Sen, J.@mdashThis appeal is by the judgment-debtor against an appellate order upholding the order of the learned Subordinate Judge, 1st Court,

Hooghly, dismissing an objection u/s 47 of the CPC to the execution of grosses copy of a notarial mortgage deed as a mortgage decree in the

Court of the Subordinate Judge. The case arises from Chandernagore which until its defacto transfer to India on the 2nd May, 1950, was

governed by the French Laws. A decret, corresponding to an Ordinance or Regulation in India, was promulgated by the Governor of French India

on November 23, 1887, regarding the organisation of the profession of notaries. A notary or notaire was defined as a public officer appointed to

take charge of deeds and contracts which had to be clothed with the character of the authenticity; the party was to deposit the original deed before

the notary and could obtain an authenticated copy known as the grosses copy. In respect of a mortgage bond deposited with a notary the grosses

copy delivered to the party was made out in an executory form, in the same terms as a judgment of Court of Justice. Such a grosses copy of a

mortgage bond could be executed as a decree of the Court, if the mortgagor did not pay up the mortgage dues within the stipulated time mentioned

in the deed of mortgage, this being provided by article 545 Of the French Civil Procedure Code. Under the Chandernagore (Application of Laws)

Order, 1950, such laws in force in Chandernagore immediately before the commencement of the Order (i.e. immediately before the 2nd May.

MATERIAL:
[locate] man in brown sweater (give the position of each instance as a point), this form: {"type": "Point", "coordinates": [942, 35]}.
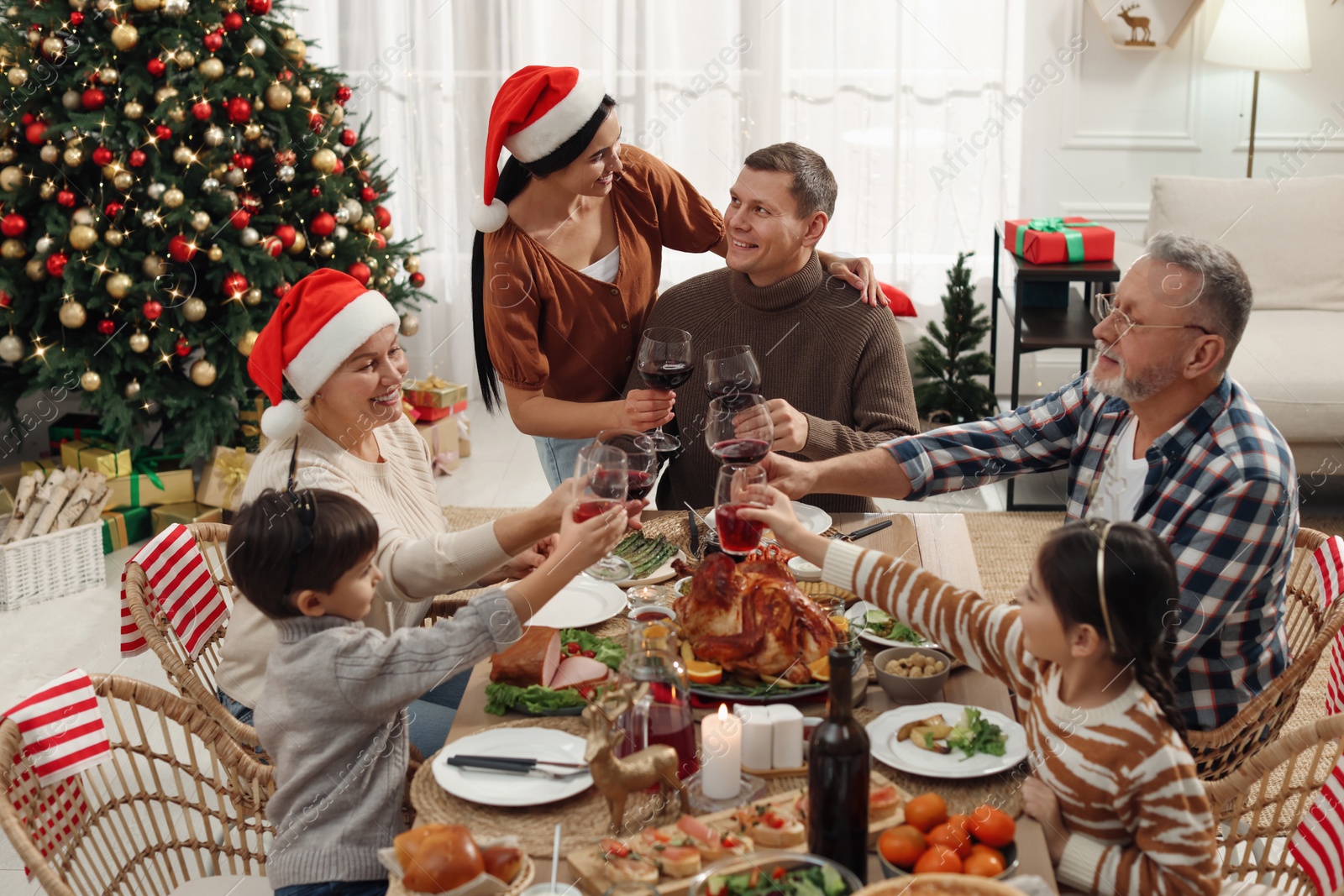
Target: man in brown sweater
{"type": "Point", "coordinates": [832, 369]}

SET OF TASKS:
**1)** Write out the part of the judgment on Chandernagore mortgage deeds between "take charge of" and "(Application of Laws)", inclusive.
**2)** Answer these from the judgment on Chandernagore mortgage deeds:
(a) On what date was Chandernagore transferred de facto to India?
(b) Who promulgated the decret of November 23, 1887?
(c) Which article of the French Civil Procedure Code allowed a grosses copy of a mortgage bond to be executed as a decree?

EXERCISE SOLUTIONS:
**1)**
take charge of deeds and contracts which had to be clothed with the character of the authenticity; the party was to deposit the original deed before

the notary and could obtain an authenticated copy known as the grosses copy. In respect of a mortgage bond deposited with a notary the grosses

copy delivered to the party was made out in an executory form, in the same terms as a judgment of Court of Justice. Such a grosses copy of a

mortgage bond could be executed as a decree of the Court, if the mortgagor did not pay up the mortgage dues within the stipulated time mentioned

in the deed of mortgage, this being provided by article 545 Of the French Civil Procedure Code. Under the Chandernagore (Application of Laws)

**2)**
(a) The 2nd May, 1950.
(b) The Governor of French India.
(c) Article 545.